* _Verilen metin_:
Karar: Serbest muhasebeci ve mali müşavir olan davacı tarafından (…) San. Tic.  Ltd. Şti.’nin  vergi borçlarının tahsili amacıyla müteselsil sorumlu sıfatıyla adına düzenlenen ödeme emirleri içeriği borçlar yönünden yapılan düzeltme ve şikayet başvurusunun reddine ilişkin 27.11.2015 tarih ve E.112890 sayılı işlemin iptali istenilmektedir.

213 sayılı Vergi Usul Kanunu 122. maddesinde, mükelleflerin, vergi muamelelerindeki hataların düzeltilmesini vergi dairesinden isteyebilecekleri; 124. maddesinde de, vergi mahkemelerinde dava açma süresi geçtikten sonra yaptıkları düzeltme talepleri reddolunanların şikayet yolu ile Maliye Bakanlığı’na müracaat edebilecekleri açıklanmıştır. Bu maddeler uyarınca düzeltilmesi vergi dairelerinden istenebilecek vergi hatasının tanımı ise aynı Kanun’un 116. maddesinde, vergiye müteallik hesaplarda veya vergilendirmede yapılan hatalar yüzünden haksız yere fazla veya eksik vergi istenmesi veya alınması olarak yapılmış, 117. maddesinde, hesap hataları olarak; matrah hataları, vergi miktarında hatalar ve verginin mükerrer olması; 118. maddesinde de, vergilendirme hataları olarak; mükellefin şahsında hata, mükellefiyette hata, mevzuda hata ve vergilendirme veya muafiyet döneminde hatalar gösterilmiş bulunmaktadır.

* _Veri kesiti_:

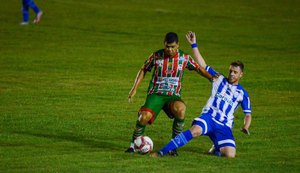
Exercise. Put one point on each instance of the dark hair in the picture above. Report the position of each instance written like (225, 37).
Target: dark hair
(171, 37)
(238, 64)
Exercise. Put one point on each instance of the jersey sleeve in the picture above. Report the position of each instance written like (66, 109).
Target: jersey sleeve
(246, 104)
(211, 71)
(191, 64)
(149, 63)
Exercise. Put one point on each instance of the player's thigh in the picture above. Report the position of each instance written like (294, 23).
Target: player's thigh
(150, 109)
(228, 151)
(223, 138)
(196, 130)
(178, 108)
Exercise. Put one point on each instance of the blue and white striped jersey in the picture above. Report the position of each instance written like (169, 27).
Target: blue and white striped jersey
(224, 100)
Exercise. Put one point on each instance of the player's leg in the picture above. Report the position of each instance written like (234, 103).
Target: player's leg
(36, 9)
(25, 12)
(146, 116)
(179, 141)
(175, 109)
(224, 142)
(199, 127)
(228, 151)
(178, 109)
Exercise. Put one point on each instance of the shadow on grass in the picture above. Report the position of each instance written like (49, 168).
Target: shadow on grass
(102, 143)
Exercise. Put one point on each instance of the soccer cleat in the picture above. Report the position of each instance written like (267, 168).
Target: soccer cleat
(212, 149)
(173, 153)
(38, 18)
(130, 150)
(23, 23)
(156, 154)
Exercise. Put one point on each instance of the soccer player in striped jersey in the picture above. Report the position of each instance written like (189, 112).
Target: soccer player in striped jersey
(26, 4)
(164, 89)
(216, 119)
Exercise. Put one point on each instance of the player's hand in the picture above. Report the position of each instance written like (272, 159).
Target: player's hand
(246, 131)
(191, 37)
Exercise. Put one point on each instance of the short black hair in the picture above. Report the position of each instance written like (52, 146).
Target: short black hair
(171, 37)
(238, 64)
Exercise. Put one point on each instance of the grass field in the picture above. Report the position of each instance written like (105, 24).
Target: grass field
(64, 83)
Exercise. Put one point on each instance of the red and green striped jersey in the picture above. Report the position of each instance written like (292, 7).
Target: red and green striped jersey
(168, 71)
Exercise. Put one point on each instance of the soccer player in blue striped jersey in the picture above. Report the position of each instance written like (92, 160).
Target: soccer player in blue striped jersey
(216, 119)
(26, 4)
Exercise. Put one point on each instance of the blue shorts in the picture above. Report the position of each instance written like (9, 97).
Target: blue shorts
(219, 133)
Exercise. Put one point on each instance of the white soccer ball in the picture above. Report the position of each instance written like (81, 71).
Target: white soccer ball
(143, 144)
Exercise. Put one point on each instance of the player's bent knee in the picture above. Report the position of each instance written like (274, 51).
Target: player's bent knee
(145, 117)
(196, 130)
(178, 108)
(228, 152)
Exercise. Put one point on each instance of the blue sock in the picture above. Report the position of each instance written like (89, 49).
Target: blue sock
(25, 13)
(34, 7)
(179, 141)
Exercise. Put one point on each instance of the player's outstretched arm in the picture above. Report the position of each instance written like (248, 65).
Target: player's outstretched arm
(204, 73)
(139, 78)
(191, 38)
(247, 123)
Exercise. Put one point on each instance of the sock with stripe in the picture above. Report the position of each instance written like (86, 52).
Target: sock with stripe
(179, 141)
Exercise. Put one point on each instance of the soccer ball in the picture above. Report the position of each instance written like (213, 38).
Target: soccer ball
(143, 144)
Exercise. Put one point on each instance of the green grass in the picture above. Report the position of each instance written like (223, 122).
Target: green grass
(64, 83)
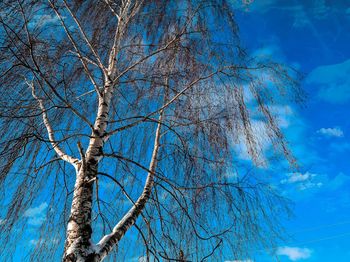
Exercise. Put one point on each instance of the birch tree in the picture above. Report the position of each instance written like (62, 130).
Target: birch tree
(125, 115)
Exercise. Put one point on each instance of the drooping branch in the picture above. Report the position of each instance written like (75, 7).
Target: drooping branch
(50, 131)
(107, 242)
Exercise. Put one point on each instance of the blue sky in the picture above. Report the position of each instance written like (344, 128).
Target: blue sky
(313, 37)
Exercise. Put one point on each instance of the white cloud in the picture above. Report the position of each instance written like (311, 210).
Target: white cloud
(297, 177)
(335, 132)
(245, 260)
(41, 20)
(294, 253)
(36, 215)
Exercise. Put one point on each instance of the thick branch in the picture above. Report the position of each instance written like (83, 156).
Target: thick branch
(107, 242)
(51, 132)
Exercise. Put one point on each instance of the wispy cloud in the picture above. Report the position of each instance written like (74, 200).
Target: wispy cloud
(294, 253)
(297, 177)
(245, 260)
(36, 215)
(331, 132)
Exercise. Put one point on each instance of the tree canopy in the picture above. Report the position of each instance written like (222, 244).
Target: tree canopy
(149, 93)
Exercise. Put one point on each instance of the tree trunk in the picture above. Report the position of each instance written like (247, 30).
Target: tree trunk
(78, 246)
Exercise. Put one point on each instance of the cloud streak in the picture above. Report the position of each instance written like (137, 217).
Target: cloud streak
(294, 253)
(331, 132)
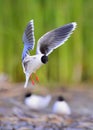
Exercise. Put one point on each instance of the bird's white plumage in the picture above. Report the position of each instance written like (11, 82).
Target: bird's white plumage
(61, 107)
(46, 44)
(37, 102)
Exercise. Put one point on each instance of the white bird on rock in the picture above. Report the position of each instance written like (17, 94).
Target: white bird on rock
(61, 107)
(46, 44)
(37, 102)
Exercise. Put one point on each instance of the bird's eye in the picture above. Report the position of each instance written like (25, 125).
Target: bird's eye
(44, 59)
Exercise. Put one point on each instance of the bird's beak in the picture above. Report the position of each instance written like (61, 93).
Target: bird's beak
(26, 82)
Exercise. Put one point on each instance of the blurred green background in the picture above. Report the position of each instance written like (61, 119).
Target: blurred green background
(72, 62)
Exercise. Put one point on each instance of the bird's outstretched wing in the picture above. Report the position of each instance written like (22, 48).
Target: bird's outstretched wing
(55, 38)
(28, 39)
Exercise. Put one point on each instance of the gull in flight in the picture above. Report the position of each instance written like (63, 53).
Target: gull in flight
(45, 45)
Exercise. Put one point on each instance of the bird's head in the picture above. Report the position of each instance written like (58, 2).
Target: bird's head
(44, 59)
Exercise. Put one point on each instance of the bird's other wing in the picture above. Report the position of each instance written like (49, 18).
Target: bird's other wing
(28, 39)
(55, 38)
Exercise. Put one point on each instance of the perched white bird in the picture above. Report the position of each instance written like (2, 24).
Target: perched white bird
(46, 44)
(61, 107)
(37, 102)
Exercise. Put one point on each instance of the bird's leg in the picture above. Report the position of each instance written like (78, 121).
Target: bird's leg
(32, 81)
(37, 79)
(27, 78)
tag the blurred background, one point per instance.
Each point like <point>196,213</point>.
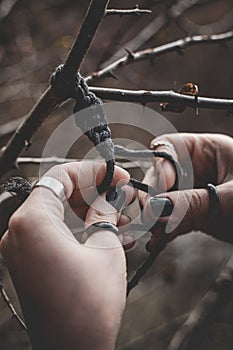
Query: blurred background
<point>35,38</point>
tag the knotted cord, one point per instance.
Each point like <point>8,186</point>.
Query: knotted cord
<point>93,124</point>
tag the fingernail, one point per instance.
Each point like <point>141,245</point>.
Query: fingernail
<point>116,197</point>
<point>161,206</point>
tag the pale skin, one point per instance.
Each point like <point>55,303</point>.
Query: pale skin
<point>212,161</point>
<point>72,294</point>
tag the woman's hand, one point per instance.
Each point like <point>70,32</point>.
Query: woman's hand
<point>72,295</point>
<point>212,161</point>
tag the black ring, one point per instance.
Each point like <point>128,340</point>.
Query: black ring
<point>214,210</point>
<point>99,226</point>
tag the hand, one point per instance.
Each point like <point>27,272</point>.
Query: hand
<point>212,160</point>
<point>72,295</point>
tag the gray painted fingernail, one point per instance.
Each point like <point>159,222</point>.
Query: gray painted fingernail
<point>161,206</point>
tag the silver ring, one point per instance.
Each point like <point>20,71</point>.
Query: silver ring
<point>53,185</point>
<point>100,226</point>
<point>163,143</point>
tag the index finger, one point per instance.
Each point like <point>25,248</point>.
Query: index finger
<point>80,175</point>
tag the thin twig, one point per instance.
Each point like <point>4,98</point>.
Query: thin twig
<point>144,97</point>
<point>153,28</point>
<point>175,46</point>
<point>48,101</point>
<point>58,160</point>
<point>136,11</point>
<point>12,309</point>
<point>191,332</point>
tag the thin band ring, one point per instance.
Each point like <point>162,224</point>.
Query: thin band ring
<point>214,210</point>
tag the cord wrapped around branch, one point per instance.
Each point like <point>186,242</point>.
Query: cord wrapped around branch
<point>89,117</point>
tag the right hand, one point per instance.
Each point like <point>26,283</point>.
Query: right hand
<point>212,161</point>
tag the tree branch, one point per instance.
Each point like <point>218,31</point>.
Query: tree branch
<point>12,309</point>
<point>136,11</point>
<point>154,27</point>
<point>57,160</point>
<point>144,97</point>
<point>175,46</point>
<point>48,101</point>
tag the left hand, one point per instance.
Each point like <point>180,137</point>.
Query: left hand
<point>72,295</point>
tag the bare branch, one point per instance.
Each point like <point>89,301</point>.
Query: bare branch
<point>136,11</point>
<point>175,46</point>
<point>48,101</point>
<point>153,28</point>
<point>57,160</point>
<point>206,310</point>
<point>144,97</point>
<point>12,309</point>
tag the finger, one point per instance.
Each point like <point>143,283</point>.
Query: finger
<point>203,152</point>
<point>81,175</point>
<point>128,241</point>
<point>103,211</point>
<point>192,208</point>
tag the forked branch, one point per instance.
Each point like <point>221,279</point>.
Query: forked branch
<point>48,101</point>
<point>144,97</point>
<point>175,46</point>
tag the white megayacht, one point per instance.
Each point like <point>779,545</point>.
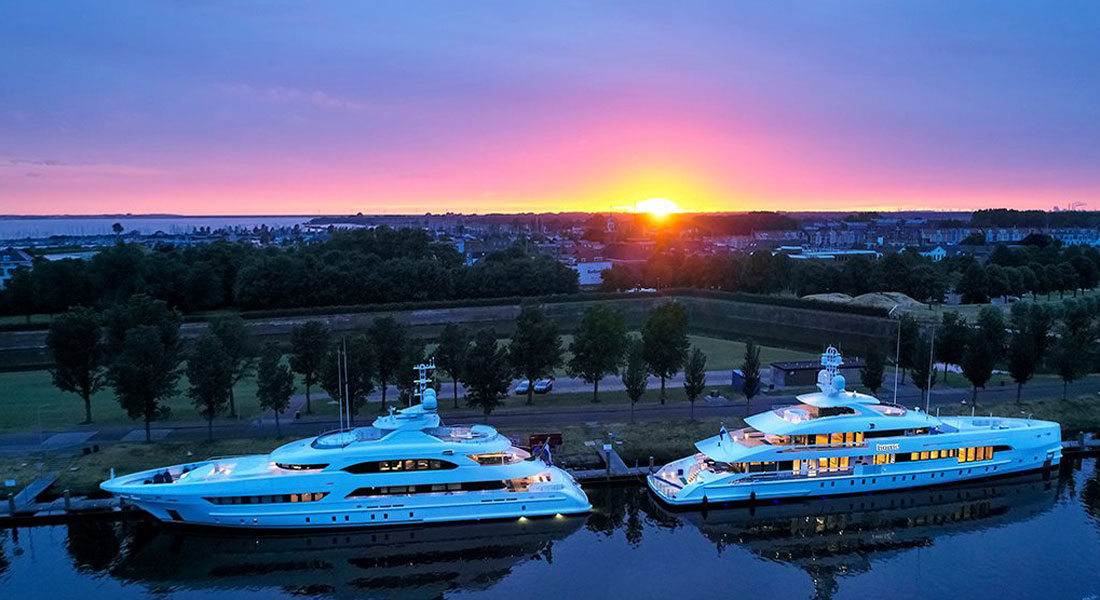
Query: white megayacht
<point>838,442</point>
<point>406,468</point>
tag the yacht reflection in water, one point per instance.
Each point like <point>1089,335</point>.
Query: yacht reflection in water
<point>832,537</point>
<point>395,563</point>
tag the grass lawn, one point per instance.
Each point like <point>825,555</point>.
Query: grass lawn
<point>81,473</point>
<point>722,355</point>
<point>29,400</point>
<point>970,311</point>
<point>956,380</point>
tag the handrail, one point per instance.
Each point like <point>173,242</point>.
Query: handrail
<point>662,480</point>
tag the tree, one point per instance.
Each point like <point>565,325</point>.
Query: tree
<point>750,372</point>
<point>76,342</point>
<point>1021,359</point>
<point>239,351</point>
<point>1073,350</point>
<point>975,286</point>
<point>388,339</point>
<point>536,348</point>
<point>991,325</point>
<point>635,373</point>
<point>975,238</point>
<point>210,375</point>
<point>348,372</point>
<point>664,339</point>
<point>1069,361</point>
<point>1035,320</point>
<point>451,353</point>
<point>909,331</point>
<point>487,374</point>
<point>873,371</point>
<point>950,340</point>
<point>598,344</point>
<point>274,382</point>
<point>922,371</point>
<point>977,361</point>
<point>142,338</point>
<point>309,342</point>
<point>694,377</point>
<point>143,373</point>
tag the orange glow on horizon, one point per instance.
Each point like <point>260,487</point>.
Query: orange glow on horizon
<point>658,208</point>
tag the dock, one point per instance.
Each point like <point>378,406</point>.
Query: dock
<point>23,509</point>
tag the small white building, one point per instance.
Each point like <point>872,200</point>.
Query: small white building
<point>10,261</point>
<point>590,273</point>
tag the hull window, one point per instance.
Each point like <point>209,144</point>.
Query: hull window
<point>300,467</point>
<point>271,499</point>
<point>400,466</point>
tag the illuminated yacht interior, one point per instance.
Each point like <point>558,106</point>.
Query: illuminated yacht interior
<point>839,442</point>
<point>406,468</point>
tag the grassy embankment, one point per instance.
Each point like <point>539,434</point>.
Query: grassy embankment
<point>83,473</point>
<point>29,402</point>
<point>664,440</point>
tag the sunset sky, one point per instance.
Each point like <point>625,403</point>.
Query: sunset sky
<point>524,106</point>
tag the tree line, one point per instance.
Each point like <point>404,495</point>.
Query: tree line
<point>134,349</point>
<point>1009,272</point>
<point>1058,338</point>
<point>356,266</point>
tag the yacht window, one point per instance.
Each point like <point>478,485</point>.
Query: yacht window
<point>289,467</point>
<point>512,484</point>
<point>399,466</point>
<point>271,499</point>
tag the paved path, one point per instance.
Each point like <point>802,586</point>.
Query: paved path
<point>519,415</point>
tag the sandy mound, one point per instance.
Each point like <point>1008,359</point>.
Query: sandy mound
<point>882,300</point>
<point>887,300</point>
<point>842,298</point>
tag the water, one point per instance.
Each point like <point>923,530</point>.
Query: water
<point>1019,538</point>
<point>19,228</point>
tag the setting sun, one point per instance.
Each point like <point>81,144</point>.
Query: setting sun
<point>657,207</point>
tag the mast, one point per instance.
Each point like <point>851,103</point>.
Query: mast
<point>340,385</point>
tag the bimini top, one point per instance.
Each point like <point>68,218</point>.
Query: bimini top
<point>834,410</point>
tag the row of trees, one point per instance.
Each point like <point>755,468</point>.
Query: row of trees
<point>1058,338</point>
<point>1010,271</point>
<point>359,266</point>
<point>135,349</point>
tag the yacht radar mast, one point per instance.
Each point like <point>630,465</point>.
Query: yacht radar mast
<point>829,379</point>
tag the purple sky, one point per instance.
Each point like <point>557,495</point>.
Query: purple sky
<point>389,107</point>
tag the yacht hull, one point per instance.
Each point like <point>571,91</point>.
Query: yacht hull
<point>947,472</point>
<point>193,509</point>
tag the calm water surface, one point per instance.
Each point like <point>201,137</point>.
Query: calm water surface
<point>11,229</point>
<point>1019,538</point>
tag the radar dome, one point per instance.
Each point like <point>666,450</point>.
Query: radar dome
<point>428,401</point>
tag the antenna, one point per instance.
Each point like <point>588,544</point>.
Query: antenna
<point>932,370</point>
<point>897,361</point>
<point>347,386</point>
<point>340,384</point>
<point>422,379</point>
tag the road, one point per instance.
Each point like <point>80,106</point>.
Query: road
<point>518,416</point>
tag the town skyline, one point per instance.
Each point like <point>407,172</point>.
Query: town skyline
<point>197,109</point>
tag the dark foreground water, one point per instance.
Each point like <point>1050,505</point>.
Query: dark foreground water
<point>1020,538</point>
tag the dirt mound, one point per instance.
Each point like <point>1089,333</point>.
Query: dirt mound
<point>881,300</point>
<point>887,300</point>
<point>840,298</point>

* _İstenen iş_: Vergi hatalarına ilişkin metindeki "Karar: Serbest muhasebeci" ile "işlemin iptali istenilmektedir." arasındaki bölümü, "davacı" yerine "başvurucu" koyarak yeniden yazın. Kayıtlara burada gerek yoktur.

* _Tam yanıt_:
Karar: Serbest muhasebeci ve mali müşavir olan başvurucu tarafından (…) San. Tic.  Ltd. Şti.’nin  vergi borçlarının tahsili amacıyla müteselsil sorumlu sıfatıyla adına düzenlenen ödeme emirleri içeriği borçlar yönünden yapılan düzeltme ve şikayet başvurusunun reddine ilişkin 27.11.2015 tarih ve E.112890 sayılı işlemin iptali istenilmektedir.